* Lista de tareas
1 - Según la entrevista, ¿con qué equipo se ganó la Copa de La Coruña de fútbol?
2 - Copia de nuevo el tramo de la entrevista que empieza por "Ni con la propia" y sigue hasta "Hoja del Lunes’.", pero sustituye "zarzuela" por "ópera".

* Fragmento seleccionado
--- --- ---

Pues sí. Mi abuelo fue cajero, mi padre, empezó de cajero y acabó de director en Melilla, tres tíos míos también trabajaron en el Banco de España... Estaba escrito que yo acabara allí; era lo que quería mi padre, pero mi madre se negó, quería que estudiara. Me apuntaron a Derecho, hice la carrera bastante bien, en cinco años, y acabé con 21.
Y empezó a trabajar.
En el despacho con mi tío, Jiménez de Llano, que era también redactor deportivo de El Ideal Gallego. Él me dijo si me quería encargar de las crónicas de deportes minoritarios. Hacía baloncesto, hockey, frontón, tenis... Lo que no hacía el redactor jefe, lo hacía yo como colaborador.
¿Y sabía algo de esos deportes?
Sí, me gustó siempre mucho el deporte. Estuve en seis federaciones diferentes.
¿En cuáles?
Fútbol, tenis, tenis de mesa, baloncesto, hockey hierba y frontón. Y nadaba bastante bien pero no para competir. En tenis quedé campeón gallego cinco años consecutivos y también gané el campeonato del norte de España. Un año quedé campeón de La Coruña de tenis, de hockey hierba y casi, casi de tenis de mesa, me faltó poco. Ah, y en el fútbol, la Copa de La Coruña, con el Imperator. De delantero centro jugaba. En hockey hierba era portero.
Un hombre muy completo: deportista, abogado y periodista.
Hice oposiciones a la Diputación, porque era la que más me gustaba. Y tuve la suerte de sacarla. Simultaneaba la función pública, la abogacía y el periodismo. Lo dejé porque no podía compatibilizar todos estos cargos con el sueño y la vida matrimonial (risas).
Ni con la propia vida humana...
Entonces en el periodismo se acostaba uno muy tarde. El teletipo cerraba a eso de la una y había que quedarse un poco más, hasta las dos. Llegaba a casa a las dos y media y a las ocho tenía que levantarme para ir a la Diputación. Dejé el periódico pero seguí como colaborador bastantes años. Me encargaba de espectáculos, con reseñas de teatro, zarzuela... Y así seguí hasta que encontré plaza en ‘La Hoja del Lunes’.
¿En qué año fue eso?
En los años setenta. Era director Emilio Merino, que era también el presidente de la Asociación de la Prensa. Allí coincidí otra vez con mis compañeros de El Ideal Gallego: Manuel Hernández Sánchez, Guimaraens, Rodríguez Maneiro, Bugallal, Rubén San Julián... Éramos un grupo bastante bien avenido.
Eran muy distintas las redacciones a las de ahora, imagino.
En El Ideal Gallego, que estaba en Rubine, la redacción era una sala grande, con todas las mesas pegadas y aquello era un lío porque hablabas por teléfono, escribías a máquina, hablabas con el compañero... Es curioso cómo el periodista es capaz de escribir a máquina y, al mismo tiempo, escuchar una conversación diferente.
Hoy, con los ordenadores y los móviles, la cosa es muy distinta...
Entonces la base era el teletipo, que tenía información nacional, internacional, deportiva y taurina.

--- --- ---

* Material proporcionado

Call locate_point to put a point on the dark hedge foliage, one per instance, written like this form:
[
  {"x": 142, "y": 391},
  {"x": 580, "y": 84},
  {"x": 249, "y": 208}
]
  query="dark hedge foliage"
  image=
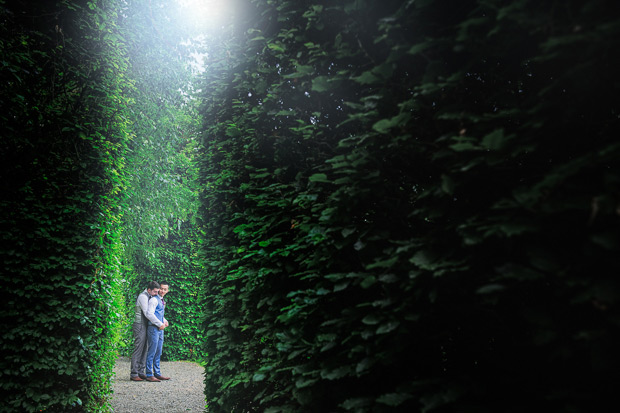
[
  {"x": 413, "y": 206},
  {"x": 61, "y": 156}
]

--- --- ---

* Lista de respuestas
1 - Con el Imperator.

2 -
Ni con la propia vida humana...
Entonces en el periodismo se acostaba uno muy tarde. El teletipo cerraba a eso de la una y había que quedarse un poco más, hasta las dos. Llegaba a casa a las dos y media y a las ocho tenía que levantarme para ir a la Diputación. Dejé el periódico pero seguí como colaborador bastantes años. Me encargaba de espectáculos, con reseñas de teatro, ópera... Y así seguí hasta que encontré plaza en ‘La Hoja del Lunes’.